• ABOUT THIS EXERCISE: Report every line in the listing that contains the string "stone".
------------------------------------
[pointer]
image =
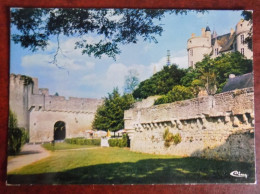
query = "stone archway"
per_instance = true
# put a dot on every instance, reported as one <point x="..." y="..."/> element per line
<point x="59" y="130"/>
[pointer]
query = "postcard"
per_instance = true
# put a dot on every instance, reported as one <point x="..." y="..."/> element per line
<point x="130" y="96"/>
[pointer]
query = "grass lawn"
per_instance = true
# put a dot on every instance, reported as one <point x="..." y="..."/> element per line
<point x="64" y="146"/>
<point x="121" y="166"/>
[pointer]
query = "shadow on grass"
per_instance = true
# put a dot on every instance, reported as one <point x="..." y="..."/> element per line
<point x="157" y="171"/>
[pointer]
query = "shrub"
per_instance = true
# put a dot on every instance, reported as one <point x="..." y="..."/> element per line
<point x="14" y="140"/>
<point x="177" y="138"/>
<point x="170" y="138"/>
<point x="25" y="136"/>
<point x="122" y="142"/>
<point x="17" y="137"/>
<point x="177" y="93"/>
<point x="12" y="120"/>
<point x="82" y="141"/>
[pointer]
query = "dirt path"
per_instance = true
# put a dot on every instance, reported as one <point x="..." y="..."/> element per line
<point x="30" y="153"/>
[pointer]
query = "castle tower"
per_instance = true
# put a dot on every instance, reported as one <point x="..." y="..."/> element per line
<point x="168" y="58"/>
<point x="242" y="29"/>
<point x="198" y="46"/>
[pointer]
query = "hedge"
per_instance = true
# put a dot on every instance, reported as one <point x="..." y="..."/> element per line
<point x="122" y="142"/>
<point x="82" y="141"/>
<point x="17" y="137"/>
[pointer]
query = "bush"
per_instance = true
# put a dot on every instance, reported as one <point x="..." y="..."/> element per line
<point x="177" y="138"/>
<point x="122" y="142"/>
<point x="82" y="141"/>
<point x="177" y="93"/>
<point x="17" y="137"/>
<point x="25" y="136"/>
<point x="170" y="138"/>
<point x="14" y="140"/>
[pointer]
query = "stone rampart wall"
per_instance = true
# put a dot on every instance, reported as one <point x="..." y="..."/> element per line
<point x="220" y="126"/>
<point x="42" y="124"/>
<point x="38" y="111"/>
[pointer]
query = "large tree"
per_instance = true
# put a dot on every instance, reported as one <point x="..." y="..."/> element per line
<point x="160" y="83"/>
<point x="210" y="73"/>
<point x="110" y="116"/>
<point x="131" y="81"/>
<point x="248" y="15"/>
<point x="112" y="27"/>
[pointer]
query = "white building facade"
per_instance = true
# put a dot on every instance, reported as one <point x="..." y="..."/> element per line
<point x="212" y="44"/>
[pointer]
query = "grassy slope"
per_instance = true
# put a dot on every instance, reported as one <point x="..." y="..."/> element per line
------------------------------------
• OUTPUT OF THE TASK:
query = "stone archway"
query = "stone rampart wall"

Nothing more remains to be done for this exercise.